◆ **Extract to read**
******************************
# Input output (io)

Now we are equipped with all the tools to work with data. 
We can store it in variables, make calculations and perform logical operations. 
There is just one thing missing... the data! 
Rather than manually inputting into a cell in the notebook, we will need to collect the data from an external source. 

There are many data sources out there, we could connect to an API to request some data, connect to a large database or we could simply load data from a local data file. 
All these data sources, no matter their origin will be stored in python data structures, i.e. lists, dictionaries, tuples etc.

## reading files

You will first open a local file. 
Opening file with python is very straightfoward. 
You will use the `open()` function to get the data into the python session. 
The `open()` function takes the file path of where the file is saved as well as the `access_mode` in which we want to read the file. 
In this case we use `r` for the mode as we want to read the data. 
Look up the python documentation for the other `access_modes`.
******************************
◆ **Data segment**

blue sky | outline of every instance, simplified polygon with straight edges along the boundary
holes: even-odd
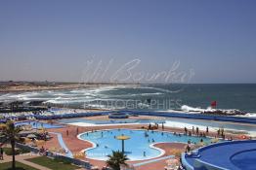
******************************
◆ **Work to do**
Return, word for word, the part of the input and output lesson above that begins at the words "Rather than manually" and stops after "is very straightfoward.".

◆ **Output**
Rather than manually inputting into a cell in the notebook, we will need to collect the data from an external source. 

There are many data sources out there, we could connect to an API to request some data, connect to a large database or we could simply load data from a local data file. 
All these data sources, no matter their origin will be stored in python data structures, i.e. lists, dictionaries, tuples etc.

## reading files

You will first open a local file. 
Opening file with python is very straightfoward.